Extract each line in the entries below that contains the word "pergola", and copy those lines in full.

--- DATA SHOWN ---

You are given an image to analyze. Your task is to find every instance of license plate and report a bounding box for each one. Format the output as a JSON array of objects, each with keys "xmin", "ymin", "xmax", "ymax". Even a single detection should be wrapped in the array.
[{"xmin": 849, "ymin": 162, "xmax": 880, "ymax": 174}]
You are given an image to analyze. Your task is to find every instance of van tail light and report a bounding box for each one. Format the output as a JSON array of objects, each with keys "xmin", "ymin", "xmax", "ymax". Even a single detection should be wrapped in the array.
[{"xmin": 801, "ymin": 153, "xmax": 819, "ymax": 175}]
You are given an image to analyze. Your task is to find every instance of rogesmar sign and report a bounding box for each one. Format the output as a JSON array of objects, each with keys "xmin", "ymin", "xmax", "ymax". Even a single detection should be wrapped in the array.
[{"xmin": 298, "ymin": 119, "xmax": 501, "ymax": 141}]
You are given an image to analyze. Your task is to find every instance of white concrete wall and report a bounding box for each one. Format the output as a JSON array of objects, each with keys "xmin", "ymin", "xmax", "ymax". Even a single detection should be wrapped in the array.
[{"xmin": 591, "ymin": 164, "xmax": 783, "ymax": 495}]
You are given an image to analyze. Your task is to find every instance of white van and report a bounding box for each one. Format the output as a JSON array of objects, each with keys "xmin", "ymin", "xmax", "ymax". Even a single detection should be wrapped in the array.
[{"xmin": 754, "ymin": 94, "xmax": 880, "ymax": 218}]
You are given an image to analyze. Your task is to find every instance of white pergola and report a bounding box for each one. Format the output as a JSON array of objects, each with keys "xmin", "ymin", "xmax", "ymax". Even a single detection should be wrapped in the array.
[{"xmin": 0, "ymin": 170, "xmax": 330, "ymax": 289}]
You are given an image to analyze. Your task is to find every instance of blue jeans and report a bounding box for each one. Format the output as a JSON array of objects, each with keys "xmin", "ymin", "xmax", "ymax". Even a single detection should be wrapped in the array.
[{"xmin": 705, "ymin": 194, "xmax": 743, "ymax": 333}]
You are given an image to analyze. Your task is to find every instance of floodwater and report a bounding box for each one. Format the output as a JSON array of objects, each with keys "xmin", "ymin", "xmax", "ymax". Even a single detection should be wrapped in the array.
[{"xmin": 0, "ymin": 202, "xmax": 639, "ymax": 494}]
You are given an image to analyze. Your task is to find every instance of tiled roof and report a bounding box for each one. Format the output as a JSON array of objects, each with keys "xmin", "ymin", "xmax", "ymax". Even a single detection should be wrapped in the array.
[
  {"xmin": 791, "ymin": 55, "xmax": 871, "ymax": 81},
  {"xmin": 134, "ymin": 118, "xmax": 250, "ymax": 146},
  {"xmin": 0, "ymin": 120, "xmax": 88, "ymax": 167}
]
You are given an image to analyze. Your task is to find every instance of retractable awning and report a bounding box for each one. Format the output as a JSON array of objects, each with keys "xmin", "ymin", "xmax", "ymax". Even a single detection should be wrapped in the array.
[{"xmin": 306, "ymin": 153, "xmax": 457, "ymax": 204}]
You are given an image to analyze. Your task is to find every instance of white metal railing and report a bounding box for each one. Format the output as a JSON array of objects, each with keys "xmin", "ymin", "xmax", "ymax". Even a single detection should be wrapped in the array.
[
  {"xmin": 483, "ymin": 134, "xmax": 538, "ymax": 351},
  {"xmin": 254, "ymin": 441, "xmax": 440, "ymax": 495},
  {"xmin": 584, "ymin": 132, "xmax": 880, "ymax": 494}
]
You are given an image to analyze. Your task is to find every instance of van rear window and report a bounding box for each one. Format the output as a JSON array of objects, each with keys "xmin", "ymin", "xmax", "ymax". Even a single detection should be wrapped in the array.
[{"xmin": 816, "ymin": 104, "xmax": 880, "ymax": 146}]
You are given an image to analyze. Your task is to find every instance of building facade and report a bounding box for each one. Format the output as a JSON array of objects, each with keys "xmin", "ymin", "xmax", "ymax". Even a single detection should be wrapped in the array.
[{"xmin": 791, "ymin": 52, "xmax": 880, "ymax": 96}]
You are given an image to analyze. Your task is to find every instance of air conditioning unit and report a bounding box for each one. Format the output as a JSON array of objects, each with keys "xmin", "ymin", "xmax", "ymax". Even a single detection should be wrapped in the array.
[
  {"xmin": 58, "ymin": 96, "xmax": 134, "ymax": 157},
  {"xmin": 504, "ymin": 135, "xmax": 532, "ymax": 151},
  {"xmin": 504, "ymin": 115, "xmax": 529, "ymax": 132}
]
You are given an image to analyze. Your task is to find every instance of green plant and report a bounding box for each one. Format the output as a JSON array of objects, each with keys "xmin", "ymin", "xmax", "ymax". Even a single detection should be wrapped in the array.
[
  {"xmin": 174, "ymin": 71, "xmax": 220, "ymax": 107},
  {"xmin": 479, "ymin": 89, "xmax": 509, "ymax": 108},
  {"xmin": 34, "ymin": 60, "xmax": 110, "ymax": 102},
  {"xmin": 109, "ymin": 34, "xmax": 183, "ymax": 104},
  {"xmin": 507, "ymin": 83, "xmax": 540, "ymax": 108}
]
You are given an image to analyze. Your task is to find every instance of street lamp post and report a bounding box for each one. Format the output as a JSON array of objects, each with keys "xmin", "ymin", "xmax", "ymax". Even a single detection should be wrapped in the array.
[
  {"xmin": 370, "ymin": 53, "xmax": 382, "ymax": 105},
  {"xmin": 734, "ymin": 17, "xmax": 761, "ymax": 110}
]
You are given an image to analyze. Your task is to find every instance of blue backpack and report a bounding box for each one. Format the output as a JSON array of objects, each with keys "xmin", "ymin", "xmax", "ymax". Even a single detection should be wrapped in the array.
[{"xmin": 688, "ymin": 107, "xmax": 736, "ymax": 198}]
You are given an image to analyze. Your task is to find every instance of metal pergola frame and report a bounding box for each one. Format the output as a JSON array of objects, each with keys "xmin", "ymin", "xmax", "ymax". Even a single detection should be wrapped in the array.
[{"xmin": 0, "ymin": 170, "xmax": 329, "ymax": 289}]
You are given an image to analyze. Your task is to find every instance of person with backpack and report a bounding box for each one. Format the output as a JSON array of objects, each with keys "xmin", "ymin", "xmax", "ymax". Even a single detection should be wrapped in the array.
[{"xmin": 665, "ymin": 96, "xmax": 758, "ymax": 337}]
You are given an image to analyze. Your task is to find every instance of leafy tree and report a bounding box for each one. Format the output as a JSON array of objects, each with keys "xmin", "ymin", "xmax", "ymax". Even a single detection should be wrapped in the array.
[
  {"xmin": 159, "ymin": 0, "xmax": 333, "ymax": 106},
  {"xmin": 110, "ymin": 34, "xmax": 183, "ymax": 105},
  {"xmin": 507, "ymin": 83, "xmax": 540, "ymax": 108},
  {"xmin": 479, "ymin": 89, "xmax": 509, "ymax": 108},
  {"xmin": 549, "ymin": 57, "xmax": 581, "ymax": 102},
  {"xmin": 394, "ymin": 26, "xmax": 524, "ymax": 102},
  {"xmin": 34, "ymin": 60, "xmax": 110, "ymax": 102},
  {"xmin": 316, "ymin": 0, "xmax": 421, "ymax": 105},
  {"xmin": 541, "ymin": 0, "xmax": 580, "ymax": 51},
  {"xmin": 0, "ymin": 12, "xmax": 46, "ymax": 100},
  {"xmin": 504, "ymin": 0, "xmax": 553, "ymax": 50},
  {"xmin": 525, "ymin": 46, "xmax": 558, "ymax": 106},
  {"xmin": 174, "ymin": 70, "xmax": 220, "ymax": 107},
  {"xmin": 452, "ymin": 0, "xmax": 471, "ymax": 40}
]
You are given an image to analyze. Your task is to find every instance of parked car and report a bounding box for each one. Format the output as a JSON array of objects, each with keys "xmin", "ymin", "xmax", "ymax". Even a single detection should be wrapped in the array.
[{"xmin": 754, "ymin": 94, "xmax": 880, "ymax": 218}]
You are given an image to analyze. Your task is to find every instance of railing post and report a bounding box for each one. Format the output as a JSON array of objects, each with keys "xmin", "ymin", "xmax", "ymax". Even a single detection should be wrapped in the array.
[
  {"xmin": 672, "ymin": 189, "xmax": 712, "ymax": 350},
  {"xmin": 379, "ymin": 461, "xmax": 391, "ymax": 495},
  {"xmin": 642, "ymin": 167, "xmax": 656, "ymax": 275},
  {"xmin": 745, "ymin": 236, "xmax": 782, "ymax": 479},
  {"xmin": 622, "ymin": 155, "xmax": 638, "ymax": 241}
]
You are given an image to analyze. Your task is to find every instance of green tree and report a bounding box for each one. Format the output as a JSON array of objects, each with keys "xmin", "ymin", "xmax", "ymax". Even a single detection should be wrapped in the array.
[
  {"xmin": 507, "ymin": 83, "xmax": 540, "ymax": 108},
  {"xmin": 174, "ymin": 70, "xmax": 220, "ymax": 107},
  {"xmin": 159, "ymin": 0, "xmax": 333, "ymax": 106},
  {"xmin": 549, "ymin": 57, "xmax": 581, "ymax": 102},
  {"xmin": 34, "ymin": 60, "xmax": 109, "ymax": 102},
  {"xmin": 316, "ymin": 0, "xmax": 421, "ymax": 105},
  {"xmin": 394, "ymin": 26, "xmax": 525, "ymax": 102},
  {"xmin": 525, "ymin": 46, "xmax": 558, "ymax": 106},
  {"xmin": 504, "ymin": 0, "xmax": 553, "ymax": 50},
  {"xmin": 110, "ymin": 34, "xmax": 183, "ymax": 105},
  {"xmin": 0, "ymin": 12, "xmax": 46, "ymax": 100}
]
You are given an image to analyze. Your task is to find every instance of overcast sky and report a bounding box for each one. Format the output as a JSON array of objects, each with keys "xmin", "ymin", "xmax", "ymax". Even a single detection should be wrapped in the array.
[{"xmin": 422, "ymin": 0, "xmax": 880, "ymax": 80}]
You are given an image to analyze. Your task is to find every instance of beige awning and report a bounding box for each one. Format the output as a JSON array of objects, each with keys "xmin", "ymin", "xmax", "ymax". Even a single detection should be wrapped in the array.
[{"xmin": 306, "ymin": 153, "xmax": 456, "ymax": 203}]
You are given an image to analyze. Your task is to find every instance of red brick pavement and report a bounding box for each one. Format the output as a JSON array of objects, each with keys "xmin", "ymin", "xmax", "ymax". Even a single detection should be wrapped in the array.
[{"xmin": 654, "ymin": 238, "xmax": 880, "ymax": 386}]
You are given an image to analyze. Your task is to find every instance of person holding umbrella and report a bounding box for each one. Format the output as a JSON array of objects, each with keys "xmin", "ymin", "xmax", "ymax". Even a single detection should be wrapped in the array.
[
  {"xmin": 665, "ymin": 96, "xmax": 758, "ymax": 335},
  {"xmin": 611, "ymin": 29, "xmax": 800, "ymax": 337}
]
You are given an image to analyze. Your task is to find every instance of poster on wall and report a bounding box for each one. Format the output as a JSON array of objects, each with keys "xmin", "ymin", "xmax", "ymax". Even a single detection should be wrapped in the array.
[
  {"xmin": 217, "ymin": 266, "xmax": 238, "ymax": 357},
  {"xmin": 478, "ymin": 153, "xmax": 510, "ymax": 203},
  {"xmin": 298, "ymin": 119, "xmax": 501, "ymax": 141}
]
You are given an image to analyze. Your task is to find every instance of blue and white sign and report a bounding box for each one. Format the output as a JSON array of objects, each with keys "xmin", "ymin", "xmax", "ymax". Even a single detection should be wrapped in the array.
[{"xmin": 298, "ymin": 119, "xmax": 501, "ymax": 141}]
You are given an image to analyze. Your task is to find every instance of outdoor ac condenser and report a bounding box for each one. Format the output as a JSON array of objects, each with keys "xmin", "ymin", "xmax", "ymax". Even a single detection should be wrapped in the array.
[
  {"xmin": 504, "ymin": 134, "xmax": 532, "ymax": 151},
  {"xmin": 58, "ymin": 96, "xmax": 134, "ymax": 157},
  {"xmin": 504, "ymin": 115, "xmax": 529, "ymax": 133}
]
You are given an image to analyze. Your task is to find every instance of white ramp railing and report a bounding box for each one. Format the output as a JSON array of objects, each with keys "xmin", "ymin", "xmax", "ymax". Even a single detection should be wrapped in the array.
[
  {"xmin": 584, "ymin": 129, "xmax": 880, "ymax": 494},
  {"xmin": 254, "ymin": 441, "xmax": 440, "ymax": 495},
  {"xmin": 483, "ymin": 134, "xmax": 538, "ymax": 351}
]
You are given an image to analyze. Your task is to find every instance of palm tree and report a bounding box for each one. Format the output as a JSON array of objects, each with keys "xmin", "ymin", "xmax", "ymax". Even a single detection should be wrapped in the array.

---

• **WRITTEN ANSWER**
You are given an image to analyze. Your task is to find every instance of white pergola and report a bounding box for each one. Format the output as a JSON array of objects, each with keys "xmin", "ymin", "xmax", "ymax". Even a single detection should be wrapped in the array.
You are given an image to analyze. Your task is to find every instance of metal pergola frame and report a bounding box for each one. Format the output as a JSON array of objects, each with keys "xmin", "ymin", "xmax", "ymax". Even a single detection should be wrapped in the array.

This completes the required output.